The sequence of events will likely be the same, but due to a change in the delegate selection rules now in place for Republican nomination process (via the Republican National Committee), the Republican delegates from Iowa will not be able to "vote for a presidential candidate of their choosing," as Wilson indicates. The change -- the addition for 2016, really -- in question is to Rule 16.a.1-2:
(a) Binding and Allocation.(1) Any statewide presidential preference vote that permits a choice among candidates for the Republican nomination for President of the United States in a primary, caucuses, or a state convention must be used to allocate and bind the state’s delegation to the national convention in either a proportional or winner-take-all manner, except for delegates and alternate delegates who appear on a ballot in a statewide election and are elected directly by primary voters.

- SUPPLIED MATERIAL
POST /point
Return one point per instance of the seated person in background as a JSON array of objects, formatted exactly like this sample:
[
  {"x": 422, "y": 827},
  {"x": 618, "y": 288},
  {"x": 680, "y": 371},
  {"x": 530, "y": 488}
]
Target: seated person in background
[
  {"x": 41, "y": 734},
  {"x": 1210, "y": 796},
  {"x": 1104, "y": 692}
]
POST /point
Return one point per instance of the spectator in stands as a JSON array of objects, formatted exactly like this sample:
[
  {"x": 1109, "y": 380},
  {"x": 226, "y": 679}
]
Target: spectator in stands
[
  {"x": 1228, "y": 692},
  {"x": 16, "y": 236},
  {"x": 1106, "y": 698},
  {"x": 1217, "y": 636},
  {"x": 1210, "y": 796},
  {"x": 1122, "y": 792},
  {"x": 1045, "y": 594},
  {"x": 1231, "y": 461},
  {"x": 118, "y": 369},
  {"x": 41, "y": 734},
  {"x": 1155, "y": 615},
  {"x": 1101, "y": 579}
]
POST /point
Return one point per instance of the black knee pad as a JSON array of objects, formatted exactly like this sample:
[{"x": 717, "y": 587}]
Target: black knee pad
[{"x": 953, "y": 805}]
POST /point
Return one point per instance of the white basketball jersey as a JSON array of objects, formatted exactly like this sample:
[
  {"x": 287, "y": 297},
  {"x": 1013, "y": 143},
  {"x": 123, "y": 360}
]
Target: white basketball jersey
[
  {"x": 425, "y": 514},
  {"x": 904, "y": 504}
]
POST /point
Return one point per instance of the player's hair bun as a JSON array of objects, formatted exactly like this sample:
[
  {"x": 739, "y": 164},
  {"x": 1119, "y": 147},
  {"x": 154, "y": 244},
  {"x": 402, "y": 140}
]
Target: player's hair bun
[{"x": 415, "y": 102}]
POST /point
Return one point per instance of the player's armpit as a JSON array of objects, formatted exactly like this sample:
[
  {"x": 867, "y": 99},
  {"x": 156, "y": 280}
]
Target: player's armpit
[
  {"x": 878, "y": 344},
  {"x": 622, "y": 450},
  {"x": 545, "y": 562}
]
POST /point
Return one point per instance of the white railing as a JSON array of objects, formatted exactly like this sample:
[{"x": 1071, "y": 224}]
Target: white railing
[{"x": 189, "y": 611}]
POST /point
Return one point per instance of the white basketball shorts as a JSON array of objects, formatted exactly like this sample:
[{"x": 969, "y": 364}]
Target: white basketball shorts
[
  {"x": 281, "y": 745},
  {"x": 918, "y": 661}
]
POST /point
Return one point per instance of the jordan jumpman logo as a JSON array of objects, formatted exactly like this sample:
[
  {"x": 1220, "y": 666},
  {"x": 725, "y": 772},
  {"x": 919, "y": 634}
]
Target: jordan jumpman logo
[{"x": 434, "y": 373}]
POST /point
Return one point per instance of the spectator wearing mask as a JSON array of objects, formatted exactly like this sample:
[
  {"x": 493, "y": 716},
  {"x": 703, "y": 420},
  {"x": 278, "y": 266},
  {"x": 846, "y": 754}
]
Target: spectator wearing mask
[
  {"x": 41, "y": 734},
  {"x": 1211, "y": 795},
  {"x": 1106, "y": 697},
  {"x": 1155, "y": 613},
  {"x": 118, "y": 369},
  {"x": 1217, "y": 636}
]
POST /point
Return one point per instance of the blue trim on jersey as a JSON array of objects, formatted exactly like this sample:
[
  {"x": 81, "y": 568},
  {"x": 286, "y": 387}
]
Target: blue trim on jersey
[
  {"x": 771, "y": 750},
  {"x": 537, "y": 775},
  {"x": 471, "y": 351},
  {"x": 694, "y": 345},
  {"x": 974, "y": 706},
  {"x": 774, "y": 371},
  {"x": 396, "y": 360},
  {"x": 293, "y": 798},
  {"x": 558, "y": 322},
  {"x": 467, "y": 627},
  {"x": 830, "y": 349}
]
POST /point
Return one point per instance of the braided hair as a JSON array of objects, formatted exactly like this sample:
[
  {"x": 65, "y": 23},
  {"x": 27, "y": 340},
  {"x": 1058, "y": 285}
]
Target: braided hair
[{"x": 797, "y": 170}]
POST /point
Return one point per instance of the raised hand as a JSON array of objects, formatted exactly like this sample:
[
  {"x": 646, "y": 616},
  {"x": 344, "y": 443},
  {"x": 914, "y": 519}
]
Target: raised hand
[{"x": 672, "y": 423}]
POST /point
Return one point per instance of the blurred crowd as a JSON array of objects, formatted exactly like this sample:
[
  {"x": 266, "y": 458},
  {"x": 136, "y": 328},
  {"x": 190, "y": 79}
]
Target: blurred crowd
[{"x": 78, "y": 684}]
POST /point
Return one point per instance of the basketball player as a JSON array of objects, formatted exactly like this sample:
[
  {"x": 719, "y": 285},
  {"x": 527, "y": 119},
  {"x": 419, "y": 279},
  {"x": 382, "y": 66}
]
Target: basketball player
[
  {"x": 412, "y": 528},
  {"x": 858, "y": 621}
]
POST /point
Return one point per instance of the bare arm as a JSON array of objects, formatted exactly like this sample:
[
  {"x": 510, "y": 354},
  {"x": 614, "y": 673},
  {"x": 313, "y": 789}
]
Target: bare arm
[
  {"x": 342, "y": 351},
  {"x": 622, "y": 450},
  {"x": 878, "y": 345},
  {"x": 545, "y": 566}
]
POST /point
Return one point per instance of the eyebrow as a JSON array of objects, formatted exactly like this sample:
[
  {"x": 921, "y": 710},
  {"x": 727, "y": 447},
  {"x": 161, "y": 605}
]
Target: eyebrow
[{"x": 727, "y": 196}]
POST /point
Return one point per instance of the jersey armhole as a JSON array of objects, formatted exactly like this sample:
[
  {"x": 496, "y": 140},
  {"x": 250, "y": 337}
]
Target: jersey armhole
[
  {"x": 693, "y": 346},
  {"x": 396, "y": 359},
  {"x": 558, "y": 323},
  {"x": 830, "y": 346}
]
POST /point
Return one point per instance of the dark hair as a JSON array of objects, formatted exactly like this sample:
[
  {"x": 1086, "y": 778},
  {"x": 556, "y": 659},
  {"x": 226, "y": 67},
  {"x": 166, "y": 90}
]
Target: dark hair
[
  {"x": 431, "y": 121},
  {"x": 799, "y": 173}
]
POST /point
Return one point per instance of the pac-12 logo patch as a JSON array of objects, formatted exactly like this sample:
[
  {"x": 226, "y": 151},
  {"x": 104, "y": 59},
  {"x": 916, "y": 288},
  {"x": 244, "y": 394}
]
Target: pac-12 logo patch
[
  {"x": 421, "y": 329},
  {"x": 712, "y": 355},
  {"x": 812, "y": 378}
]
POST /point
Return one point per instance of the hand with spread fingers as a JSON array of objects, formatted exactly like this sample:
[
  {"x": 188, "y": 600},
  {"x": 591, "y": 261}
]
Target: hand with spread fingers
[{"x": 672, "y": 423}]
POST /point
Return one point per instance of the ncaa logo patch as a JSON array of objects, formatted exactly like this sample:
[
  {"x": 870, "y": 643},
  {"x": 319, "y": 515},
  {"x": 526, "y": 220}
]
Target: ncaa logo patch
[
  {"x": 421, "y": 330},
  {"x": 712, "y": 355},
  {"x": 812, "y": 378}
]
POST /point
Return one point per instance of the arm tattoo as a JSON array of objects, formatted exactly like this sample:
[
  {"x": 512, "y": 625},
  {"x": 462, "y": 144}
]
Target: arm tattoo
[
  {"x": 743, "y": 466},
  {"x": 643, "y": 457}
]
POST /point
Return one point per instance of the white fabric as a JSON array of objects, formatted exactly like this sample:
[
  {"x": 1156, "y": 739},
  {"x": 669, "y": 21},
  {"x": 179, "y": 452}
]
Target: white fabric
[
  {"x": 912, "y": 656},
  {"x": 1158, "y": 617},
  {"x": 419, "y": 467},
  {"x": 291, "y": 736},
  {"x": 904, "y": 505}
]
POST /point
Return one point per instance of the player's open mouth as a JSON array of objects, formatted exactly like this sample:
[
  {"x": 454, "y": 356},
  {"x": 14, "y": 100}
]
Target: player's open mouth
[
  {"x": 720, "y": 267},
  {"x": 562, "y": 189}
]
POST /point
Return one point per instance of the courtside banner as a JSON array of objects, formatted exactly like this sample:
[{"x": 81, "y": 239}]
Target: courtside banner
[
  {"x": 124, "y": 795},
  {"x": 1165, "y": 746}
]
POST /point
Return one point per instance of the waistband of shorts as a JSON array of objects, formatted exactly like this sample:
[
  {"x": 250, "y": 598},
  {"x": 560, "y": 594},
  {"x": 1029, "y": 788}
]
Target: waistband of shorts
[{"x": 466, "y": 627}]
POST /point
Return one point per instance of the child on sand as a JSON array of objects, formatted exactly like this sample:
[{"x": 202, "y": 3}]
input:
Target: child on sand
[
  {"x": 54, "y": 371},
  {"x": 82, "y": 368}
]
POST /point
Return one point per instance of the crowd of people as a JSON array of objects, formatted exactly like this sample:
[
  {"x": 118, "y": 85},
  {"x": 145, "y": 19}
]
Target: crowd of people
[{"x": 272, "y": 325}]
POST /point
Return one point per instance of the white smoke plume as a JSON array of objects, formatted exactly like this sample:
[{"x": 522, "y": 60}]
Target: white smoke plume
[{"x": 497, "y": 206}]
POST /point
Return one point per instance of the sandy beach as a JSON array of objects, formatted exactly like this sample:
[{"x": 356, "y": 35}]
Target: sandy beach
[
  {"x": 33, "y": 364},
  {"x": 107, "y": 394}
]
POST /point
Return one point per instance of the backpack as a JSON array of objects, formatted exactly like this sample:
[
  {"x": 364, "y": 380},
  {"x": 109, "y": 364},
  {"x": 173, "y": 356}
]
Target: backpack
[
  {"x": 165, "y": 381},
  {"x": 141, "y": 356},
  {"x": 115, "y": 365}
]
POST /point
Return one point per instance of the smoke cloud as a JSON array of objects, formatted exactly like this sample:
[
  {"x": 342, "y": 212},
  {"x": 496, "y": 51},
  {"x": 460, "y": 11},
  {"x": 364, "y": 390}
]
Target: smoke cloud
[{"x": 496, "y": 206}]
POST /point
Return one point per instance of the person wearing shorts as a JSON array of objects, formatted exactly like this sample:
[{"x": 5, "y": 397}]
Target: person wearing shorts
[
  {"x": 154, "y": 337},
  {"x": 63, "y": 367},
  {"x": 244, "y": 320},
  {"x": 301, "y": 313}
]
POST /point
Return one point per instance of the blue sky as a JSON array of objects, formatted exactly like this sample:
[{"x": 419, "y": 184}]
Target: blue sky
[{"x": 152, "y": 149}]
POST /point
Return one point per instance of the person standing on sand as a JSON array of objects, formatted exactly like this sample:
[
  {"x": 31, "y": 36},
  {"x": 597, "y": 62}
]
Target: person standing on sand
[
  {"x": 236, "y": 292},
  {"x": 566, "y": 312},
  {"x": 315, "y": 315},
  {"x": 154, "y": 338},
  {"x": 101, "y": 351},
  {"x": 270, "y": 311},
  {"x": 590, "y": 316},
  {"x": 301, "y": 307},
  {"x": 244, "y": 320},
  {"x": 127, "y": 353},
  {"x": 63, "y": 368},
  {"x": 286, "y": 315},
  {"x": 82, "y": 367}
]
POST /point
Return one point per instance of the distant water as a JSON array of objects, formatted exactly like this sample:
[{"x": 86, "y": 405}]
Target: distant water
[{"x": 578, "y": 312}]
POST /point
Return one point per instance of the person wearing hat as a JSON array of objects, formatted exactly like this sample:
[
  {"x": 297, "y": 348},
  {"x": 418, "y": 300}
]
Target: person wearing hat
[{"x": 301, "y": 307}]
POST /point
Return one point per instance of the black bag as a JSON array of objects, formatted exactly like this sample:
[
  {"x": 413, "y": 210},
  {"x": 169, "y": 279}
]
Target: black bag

- STATED EXERCISE 1
From the passage on Iowa's Republican delegates, list each type of contest that the quoted rule names as a place where a statewide presidential preference vote can be held.
- STATED EXERCISE 2
Pick up the passage on Iowa's Republican delegates right after its final sentence and carry it forward.

- WRITTEN ANSWER 1
- A primary
- Caucuses
- A state convention

- WRITTEN ANSWER 2
(2) The Secretary of the Convention shall faithfully announce and record each delegate’s vote in accordance with the delegate’s obligation under these rules, state law or state party rule. If any delegate bound by these rules, state party rule or state law to vote for a presidential candidate at the national convention demonstrates support under Rule 40 for any person other than the candidate to whom her or she is bound, such support shall not be recognized. Except as provided for by state law or state party rule, no presidential candidate shall have the power to remove a delegate.Most of this language was added in Tampa at the 2012 Republican National Convention, but some of it was modified at the Spring 2013 RNC meeting in Los Angeles. The bulk of the changes were added to tamp down on the shenanigans some within the RNC saw coming from the Ron Paul backers in 2012. Essentially, delegates are now bound -- something that was a point of contention in Tampa and at the LA meeting in 2013 -- based on any statewide election. Presumably, this would include precinct caucuses in Iowa and other states that formerly used and/or allowed for unbound delegates to go to the national convention. Part two of the rule takes matters a step further by preventing would-be rogue delegates from attempting to cast a convention vote for a candidate other than the one to whom they are bound. The delegate votes are announced and recorded in accordance with how the delegates were bound based on the statewide step -- precinct caucuses -- of the process.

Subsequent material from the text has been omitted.